(RECORDS SHOWN)

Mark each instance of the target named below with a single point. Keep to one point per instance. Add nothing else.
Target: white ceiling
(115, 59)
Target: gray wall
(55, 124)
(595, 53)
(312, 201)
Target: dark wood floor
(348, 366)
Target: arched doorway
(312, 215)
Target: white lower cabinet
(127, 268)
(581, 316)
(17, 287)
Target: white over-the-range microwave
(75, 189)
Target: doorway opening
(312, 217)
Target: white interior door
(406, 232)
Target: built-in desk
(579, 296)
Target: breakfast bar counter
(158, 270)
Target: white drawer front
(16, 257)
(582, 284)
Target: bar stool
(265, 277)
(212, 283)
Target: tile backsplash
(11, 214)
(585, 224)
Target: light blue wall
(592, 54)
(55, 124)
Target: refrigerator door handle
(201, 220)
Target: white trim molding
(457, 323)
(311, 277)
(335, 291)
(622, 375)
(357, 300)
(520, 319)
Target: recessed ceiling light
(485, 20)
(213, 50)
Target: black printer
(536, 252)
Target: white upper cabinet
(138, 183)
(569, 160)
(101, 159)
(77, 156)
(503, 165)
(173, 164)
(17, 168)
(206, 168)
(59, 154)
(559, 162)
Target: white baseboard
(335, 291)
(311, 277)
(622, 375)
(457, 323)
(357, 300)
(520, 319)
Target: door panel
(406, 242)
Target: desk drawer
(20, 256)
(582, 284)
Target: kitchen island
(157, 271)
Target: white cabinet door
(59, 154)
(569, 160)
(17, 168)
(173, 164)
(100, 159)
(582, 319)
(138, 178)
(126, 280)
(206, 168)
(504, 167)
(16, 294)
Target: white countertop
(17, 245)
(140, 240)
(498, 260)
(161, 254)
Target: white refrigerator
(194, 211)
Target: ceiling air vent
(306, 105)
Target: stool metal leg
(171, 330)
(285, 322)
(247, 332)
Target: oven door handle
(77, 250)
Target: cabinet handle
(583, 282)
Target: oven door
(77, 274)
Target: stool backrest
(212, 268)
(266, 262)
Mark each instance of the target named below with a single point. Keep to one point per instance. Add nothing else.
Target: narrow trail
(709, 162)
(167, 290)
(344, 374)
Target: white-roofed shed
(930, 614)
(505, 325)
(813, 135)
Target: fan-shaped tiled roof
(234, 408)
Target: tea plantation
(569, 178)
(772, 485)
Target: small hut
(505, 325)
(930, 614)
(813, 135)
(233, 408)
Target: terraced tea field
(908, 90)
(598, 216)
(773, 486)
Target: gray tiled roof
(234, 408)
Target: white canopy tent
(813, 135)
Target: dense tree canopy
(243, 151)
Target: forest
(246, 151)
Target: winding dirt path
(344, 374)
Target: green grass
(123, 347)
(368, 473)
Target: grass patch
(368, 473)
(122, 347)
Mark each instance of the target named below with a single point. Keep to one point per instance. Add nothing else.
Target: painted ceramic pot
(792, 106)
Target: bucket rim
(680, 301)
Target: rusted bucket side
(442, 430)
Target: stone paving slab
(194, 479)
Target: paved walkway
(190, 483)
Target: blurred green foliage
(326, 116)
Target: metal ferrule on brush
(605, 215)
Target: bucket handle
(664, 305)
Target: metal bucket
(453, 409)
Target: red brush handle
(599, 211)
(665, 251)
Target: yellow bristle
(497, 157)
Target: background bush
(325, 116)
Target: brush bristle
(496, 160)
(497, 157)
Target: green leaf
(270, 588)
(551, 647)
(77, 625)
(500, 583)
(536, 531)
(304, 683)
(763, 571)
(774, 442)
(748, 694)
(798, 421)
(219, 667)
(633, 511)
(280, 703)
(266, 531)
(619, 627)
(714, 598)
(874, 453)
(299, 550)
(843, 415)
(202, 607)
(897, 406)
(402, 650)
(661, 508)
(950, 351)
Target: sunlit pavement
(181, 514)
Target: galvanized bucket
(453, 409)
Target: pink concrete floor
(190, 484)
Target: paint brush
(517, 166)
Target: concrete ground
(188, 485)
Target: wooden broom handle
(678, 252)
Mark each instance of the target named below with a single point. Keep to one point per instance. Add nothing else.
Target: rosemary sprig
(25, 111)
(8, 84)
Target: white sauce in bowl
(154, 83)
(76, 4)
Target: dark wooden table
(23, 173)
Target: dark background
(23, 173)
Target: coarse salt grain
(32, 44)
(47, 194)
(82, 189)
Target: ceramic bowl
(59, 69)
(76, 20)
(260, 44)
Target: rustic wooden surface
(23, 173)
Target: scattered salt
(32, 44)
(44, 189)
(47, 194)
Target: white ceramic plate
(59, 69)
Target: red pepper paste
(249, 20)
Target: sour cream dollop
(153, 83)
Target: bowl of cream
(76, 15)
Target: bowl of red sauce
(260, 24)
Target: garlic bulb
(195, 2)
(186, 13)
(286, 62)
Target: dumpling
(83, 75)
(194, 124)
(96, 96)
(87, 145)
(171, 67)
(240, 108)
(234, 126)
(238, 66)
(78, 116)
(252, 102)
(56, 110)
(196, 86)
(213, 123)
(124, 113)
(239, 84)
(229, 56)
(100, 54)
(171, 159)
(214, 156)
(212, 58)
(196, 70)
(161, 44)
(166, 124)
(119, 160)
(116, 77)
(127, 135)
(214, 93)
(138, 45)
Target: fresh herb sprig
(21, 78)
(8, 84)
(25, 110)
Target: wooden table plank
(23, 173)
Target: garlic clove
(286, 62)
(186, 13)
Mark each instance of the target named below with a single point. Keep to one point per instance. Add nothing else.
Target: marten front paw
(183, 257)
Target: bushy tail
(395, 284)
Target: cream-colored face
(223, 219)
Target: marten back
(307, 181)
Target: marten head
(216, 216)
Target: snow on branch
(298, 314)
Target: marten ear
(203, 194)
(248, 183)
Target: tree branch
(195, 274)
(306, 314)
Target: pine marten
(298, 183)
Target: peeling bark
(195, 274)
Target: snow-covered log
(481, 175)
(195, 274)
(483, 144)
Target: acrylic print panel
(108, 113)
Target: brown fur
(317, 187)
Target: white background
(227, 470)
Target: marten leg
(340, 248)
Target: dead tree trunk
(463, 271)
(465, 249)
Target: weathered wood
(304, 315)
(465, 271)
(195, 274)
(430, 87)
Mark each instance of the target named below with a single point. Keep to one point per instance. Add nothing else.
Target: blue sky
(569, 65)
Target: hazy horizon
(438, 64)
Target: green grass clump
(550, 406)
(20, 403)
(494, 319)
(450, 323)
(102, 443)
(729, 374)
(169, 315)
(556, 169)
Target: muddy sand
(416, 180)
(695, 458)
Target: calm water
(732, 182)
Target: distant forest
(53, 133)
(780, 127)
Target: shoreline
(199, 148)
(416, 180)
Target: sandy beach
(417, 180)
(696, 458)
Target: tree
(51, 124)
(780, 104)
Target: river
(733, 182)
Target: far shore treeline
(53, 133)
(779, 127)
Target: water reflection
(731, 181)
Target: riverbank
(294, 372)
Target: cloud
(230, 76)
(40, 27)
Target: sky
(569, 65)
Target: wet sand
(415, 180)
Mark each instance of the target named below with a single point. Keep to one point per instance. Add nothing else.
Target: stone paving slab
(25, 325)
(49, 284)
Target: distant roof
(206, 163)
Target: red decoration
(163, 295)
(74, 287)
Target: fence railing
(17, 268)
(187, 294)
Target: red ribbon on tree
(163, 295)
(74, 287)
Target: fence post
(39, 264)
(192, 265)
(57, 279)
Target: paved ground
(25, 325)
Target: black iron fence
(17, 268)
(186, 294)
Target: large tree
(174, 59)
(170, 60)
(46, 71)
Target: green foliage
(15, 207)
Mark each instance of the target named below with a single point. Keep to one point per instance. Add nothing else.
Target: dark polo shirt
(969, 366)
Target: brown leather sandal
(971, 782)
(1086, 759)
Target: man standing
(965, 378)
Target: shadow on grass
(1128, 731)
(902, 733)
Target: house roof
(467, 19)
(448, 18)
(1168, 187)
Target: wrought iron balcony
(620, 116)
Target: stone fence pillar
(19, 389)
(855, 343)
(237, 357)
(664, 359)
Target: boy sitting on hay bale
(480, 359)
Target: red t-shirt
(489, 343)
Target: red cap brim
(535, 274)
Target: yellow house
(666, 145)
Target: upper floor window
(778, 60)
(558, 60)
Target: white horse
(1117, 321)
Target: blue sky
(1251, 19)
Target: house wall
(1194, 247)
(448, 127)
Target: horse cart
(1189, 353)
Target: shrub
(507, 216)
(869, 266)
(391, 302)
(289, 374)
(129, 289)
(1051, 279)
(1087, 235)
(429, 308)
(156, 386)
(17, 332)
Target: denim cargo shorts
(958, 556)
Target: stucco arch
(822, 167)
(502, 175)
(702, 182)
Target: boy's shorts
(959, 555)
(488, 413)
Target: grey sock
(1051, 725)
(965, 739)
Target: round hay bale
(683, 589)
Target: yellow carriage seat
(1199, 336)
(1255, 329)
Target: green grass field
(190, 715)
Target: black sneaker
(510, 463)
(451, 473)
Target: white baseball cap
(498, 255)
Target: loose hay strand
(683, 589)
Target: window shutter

(End RECORDS SHOWN)

- [INSTRUCTIONS FOR THE TASK] Everything from the line containing "Target: yellow carriage seat" to the last line of the material above should be printed exactly, both ends included.

- [RESPONSE BELOW]
Target: yellow carriage seat
(1199, 336)
(1255, 329)
Target: green grass field
(190, 715)
Target: black sneaker
(510, 463)
(451, 473)
Target: white baseball cap
(498, 255)
Target: loose hay strand
(683, 589)
Target: window shutter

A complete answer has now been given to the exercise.